**Task set**:
• a. Reproduce the part of the course description between "Entrepreneurial Design for" and "the class ends.", inclusive.
• b. Using only the course description, decide whether each statement agrees with it. Answer yes or no for each, and quote the deciding words.
(i) The first quarter of the course takes place in Winter 2008.
(ii) Students carry out their projects individually.
(iii) The course ends with a presentation to the international partners and a panel of industry experts.
• c. Continue the course description from its final sentence.
-- Passage provided follows --
Entrepreneurial Design for Extreme Affordability is a two-quarter project course in which graduate students design comprehensive solutions to challenges faced by the world’s poor. Students learn design thinking and its specific application to problems in the developing world.  Students work in multidisciplinary teams at the intersection of business, technology, and human values.  All projects are done in close partnership with a variety of international organizations.  These organizations host student fieldwork, facilitate the design development, and implement ideas after the class ends.

The first quarter of the course (Winter 2008) immerses students in the fundamentals of design thinking.  Students learn the design process experientially as they are coached through a number of fast-paced design projects, culminating in a real-world project with local partners.  In parallel, the course gives students a background on business, technology, and development, and an introduction to our international collaboration partners.  By the end of the quarter, students will form teams and begin their capstone spring quarter project.  The second quarter (Spring 2008) is devoted to developing comprehensive solutions to these design challenges.   Teams will develop empathy with all stakeholders so that they can develop a solution that fits into the culture, aspirations, and constraints of their target users.  Teams will iterate on their designs and business models through a rapid sequence of prototyping and testing.  Students also will interact with entrepreneurs who have launched ventures in the developing world, including several alumni from the class.  The final deliverable is a product or service framed in a comprehensive implementation plan including the business model, the technical innovations, the cultural rationale, and the appropriate next steps.  The course culminates in a professional presentation to the international partners and a panel of industry experts.
-- Passage provided concluded --
-- Given data follows --
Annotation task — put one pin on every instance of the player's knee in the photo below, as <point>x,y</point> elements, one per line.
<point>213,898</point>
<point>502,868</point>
-- Given data concluded --
**Answer list**:
• a.
Entrepreneurial Design for Extreme Affordability is a two-quarter project course in which graduate students design comprehensive solutions to challenges faced by the world’s poor. Students learn design thinking and its specific application to problems in the developing world.  Students work in multidisciplinary teams at the intersection of business, technology, and human values.  All projects are done in close partnership with a variety of international organizations.  These organizations host student fieldwork, facilitate the design development, and implement ideas after the class ends.

• b.
(i) Yes: "The first quarter of the course (Winter 2008)"
(ii) No: "Students work in multidisciplinary teams at the intersection of business, technology, and human values."
(iii) Yes: "The course culminates in a professional presentation to the international partners and a panel of industry experts."

• c.
Teaching Team:
        Jim Patell, Graduate School of Business
        Dave Beach, Mechanical Engineering
        David Klaus, d.school

Innovation in Complex Organizations
(MS&E 282 A, B)
Th 3-6PM,  3 Units, Enrollment limited to 12, Letter grade only

The purpose of this course is to offer students a chance to pause, discuss, and integrate design thinking and innovation in business in a small seminar, case-study format.  This centerpiece of this small seminar will be three or four “live” case studies where, executives from large, complex organizations come to class and describe their efforts to move creative new ideas from inception to implementation.  Past cases have included Google AdSense, P&G, NASCAR, Method Home, and General Motors.  They will describe how their organizations screen and move along promising ideas and how their organizational practices facilitate and impede that journey.  Student teams will analyze each case and provide recommendations to the executives, who along with the teaching team, will judge the work.  The final project will be a general analysis and set of recommendations about this vexing organizational problem. This course is co-sponsored by the d.school and STVP (Stanford Technology Ventures Program).
Teaching Team:
        Robert Sutton, Management Science & Engineering
        Michael Dearing, d.school

Business Practice Innovation (BPI)
(MS&E 287)
WF 3:30-5PM
3-4 Units, Letter Grade, Enrollment Limited to 12, No Auditors

Treating Business Practices as Prototypes. In this small, team-based, multidisciplinary class, students will work in dyads or larger teams.  They will apply the design process to specific practices (like talent management, organizational design, and communication with external stakeholders) in organizations that may include a software firm, a professional services firm, and an airline, and treating the targeted practices as prototypes.  The course will provide hands-on experience in collaboration and design, in the context of tackling real problems in real businesses.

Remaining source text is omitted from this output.